Mengapa menikah? Karena Adam (yang merupakan teladan Allah) memerlukan Hawa (juga merupakan teladan Allah). Karena keduanya adalah peta dan teladan Allah, maka keduanya diciptakan bukan untuk saling merendahkan atau menyombongkan dirinya. Manusia akan mengerti jika mereka saling mengerti dan memiliki kasih yang rela berkorban. Lalu jika tidak rela berkorban? Jangan menikah. Rasul Paulus pun tidak menikah karena ada yang lebih diprioritaskan sebagai penginjil. Lalu jika tidak memiliki kepentingan apa-apa, lantas tidak mau menikah, apakah ini menjadi keputusan yang bijak? Jawabannya tentu tidak. Sejak awal Allah telah merancangkan bahwa manusia akan beranak cucu memenuhi bumi, ini mandat. Maka jika manusia yang menganggur, yang tidak memiliki pekerjaan tetap, lantas tidak mau untuk menikah karena dianggap tidak mau berusaha mencukupi kebutuhan keluarga, ini bukan pilihan yang bijak. Sifat seperti itu justru menjerumuskan manusia kepada keegoisan. Harus kembali lagi kepada esensi manusia sebagai makhluk yang berelasi mengikuti Allah Tritunggal.
4.
Ordo pria dan wanita
Prinsip dari peran dan tugas pasangan hanya ada
2, yaitu (1) laki-laki mencintai istrinya dan (2) wanita menaati suaminya.
Hawa tidak dibuat dari tulang paha atau tulang kaki sehingga tidak dicipta untuk direndahkan. Hawa juga tidak dibuat dari tulang kepala sehingga ia dapat menjadi penguasa bagi suaminya. Keduanya harus hidup seimbang, ordo ini tidak boleh ditukar. Bayangkan jika suami dengan lemah lembut menuruti apa yang istrinya katakan. Akan sangat aneh jadinya. Kita harus paham kedua prinsip tersebut.
________________
- Tindakan yang Dilakukan:
(1) Ambil tanpa perubahan bagian teks tentang pernikahan yang membentang dari "Ordo pria dan" sampai "kedua prinsip tersebut.".
(2) Menurut teks tentang pernikahan, apa alasan Rasul Paulus tidak menikah?

- Data Tersimpan:
________________
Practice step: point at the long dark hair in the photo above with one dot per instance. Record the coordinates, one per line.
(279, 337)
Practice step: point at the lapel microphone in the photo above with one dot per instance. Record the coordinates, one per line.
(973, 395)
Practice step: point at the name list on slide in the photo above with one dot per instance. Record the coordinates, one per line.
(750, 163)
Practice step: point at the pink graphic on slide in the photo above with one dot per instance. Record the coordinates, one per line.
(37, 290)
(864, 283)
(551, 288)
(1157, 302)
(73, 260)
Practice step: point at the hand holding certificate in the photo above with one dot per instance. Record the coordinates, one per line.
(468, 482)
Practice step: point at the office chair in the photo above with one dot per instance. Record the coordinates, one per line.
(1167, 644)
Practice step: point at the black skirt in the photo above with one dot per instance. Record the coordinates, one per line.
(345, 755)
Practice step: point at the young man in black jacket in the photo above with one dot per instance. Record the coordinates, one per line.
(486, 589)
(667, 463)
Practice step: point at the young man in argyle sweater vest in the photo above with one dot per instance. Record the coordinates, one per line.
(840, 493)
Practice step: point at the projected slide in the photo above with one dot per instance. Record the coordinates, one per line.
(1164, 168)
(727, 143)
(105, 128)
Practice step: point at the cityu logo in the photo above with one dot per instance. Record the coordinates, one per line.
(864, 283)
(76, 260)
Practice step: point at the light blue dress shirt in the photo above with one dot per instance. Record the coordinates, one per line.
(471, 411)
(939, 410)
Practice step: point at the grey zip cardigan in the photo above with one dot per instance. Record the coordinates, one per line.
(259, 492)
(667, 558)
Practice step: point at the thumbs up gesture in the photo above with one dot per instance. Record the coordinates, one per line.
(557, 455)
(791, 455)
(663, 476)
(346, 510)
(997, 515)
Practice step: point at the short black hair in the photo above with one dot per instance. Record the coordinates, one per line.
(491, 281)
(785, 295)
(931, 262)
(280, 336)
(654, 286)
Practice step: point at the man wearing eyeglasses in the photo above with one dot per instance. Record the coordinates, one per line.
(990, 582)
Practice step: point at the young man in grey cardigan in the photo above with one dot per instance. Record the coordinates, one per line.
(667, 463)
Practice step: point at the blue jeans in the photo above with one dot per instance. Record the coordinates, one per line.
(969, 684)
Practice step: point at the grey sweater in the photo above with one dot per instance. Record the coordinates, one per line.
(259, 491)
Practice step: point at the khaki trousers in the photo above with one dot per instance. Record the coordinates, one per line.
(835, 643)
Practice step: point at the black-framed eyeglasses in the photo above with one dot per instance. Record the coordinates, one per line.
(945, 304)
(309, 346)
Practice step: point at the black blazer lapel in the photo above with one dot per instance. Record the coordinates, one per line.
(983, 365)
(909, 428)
________________
- Hasil per Tugas:
(1)
Ordo pria dan wanita
Prinsip dari peran dan tugas pasangan hanya ada
2, yaitu (1) laki-laki mencintai istrinya dan (2) wanita menaati suaminya.
Hawa tidak dibuat dari tulang paha atau tulang kaki sehingga tidak dicipta untuk direndahkan. Hawa juga tidak dibuat dari tulang kepala sehingga ia dapat menjadi penguasa bagi suaminya. Keduanya harus hidup seimbang, ordo ini tidak boleh ditukar. Bayangkan jika suami dengan lemah lembut menuruti apa yang istrinya katakan. Akan sangat aneh jadinya. Kita harus paham kedua prinsip tersebut.

(2) Karena ada yang lebih diprioritaskan sebagai penginjil.